▶ [GIVEN EXERCISE]:
Extract the full set of records, then give each one again exactly.

▶ [SUPPLIED MATERIAL]:
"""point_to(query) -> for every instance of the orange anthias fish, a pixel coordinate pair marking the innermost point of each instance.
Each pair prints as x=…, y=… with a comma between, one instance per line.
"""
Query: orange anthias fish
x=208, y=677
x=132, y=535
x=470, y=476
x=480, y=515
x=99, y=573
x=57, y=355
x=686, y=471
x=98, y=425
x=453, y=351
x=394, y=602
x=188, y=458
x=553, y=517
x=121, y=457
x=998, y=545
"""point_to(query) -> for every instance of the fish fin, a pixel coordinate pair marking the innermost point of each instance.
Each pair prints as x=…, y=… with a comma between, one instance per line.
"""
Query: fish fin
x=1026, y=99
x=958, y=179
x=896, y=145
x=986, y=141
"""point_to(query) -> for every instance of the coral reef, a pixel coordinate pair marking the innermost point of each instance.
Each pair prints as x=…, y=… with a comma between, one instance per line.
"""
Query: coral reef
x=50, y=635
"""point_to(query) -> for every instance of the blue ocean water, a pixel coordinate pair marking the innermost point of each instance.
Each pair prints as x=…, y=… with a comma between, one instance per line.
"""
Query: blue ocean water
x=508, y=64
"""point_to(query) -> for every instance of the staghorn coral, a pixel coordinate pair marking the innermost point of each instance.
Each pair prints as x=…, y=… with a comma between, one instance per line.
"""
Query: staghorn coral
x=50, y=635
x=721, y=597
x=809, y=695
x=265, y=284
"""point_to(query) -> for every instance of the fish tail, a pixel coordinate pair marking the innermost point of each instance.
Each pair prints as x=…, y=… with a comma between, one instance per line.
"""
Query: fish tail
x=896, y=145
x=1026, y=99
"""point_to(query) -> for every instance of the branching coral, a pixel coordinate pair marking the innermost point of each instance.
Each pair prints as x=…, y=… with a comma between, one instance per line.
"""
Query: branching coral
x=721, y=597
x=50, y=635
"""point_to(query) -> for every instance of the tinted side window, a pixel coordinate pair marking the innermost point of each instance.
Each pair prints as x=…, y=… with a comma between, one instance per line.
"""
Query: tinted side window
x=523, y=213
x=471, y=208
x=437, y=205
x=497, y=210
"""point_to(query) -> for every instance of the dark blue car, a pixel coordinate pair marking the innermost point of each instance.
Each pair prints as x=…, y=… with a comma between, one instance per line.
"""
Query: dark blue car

▶ [SOLUTION FOR THIS PROBLEM]:
"""point_to(query) -> for every instance of the orange anthias fish, a pixel coordinate pair marking the innermost point of each instance.
Each pair prints as x=…, y=… with a comma between, one instance per line.
"""
Query: orange anthias fish
x=208, y=677
x=132, y=535
x=470, y=476
x=480, y=515
x=99, y=573
x=57, y=355
x=686, y=471
x=98, y=425
x=453, y=351
x=394, y=602
x=188, y=458
x=553, y=517
x=121, y=457
x=998, y=545
"""point_to(query) -> for every instance of the fish fin, a pixel coordinate pair marking the innermost point of each instance.
Each pair prints as x=…, y=… with a comma between, one instance per line.
"""
Query: fish fin
x=1026, y=99
x=958, y=179
x=896, y=145
x=986, y=141
"""point_to(query) -> for every instance of the coral reef, a pixel coordinate pair marking the innermost point of each instance.
Each pair prints as x=…, y=… with a comma between, one instance per line.
"""
Query: coral reef
x=50, y=635
"""point_to(query) -> for every instance of the blue ocean water, a pixel coordinate pair marking the innermost point of each instance.
Each pair prints as x=…, y=… with a comma between, one instance per line.
"""
Query: blue ocean water
x=508, y=64
"""point_to(query) -> for every instance of the staghorn coral, a pixel coordinate pair marking the innermost point of each instance.
Each pair prints as x=…, y=… with a comma between, one instance per line.
"""
Query: staghorn coral
x=50, y=635
x=721, y=597
x=809, y=695
x=265, y=284
"""point_to(query) -> for every instance of the fish tail, a pixel coordinate pair marking the innermost point of each instance.
Each pair prints as x=…, y=… with a comma between, one instance per line.
"""
Query: fish tail
x=896, y=145
x=1026, y=99
"""point_to(query) -> for every instance of the branching coral, a pixel coordinate pair marking the innermost point of each instance.
Each pair prints as x=…, y=… with a comma between, one instance per line.
"""
Query: branching coral
x=721, y=597
x=50, y=635
"""point_to(query) -> for every instance of the tinted side window, a pixel coordinate pair marking the innermost point of each instance.
Each pair prints as x=…, y=… with a comma between, one instance per line.
"""
Query: tinted side window
x=523, y=213
x=471, y=208
x=437, y=205
x=497, y=210
"""point_to(query) -> for every instance of the dark blue car, a pixel coordinate pair marking the innermost point of each instance.
Each pair prints as x=…, y=… with a comma between, one instance per line.
"""
Query: dark blue car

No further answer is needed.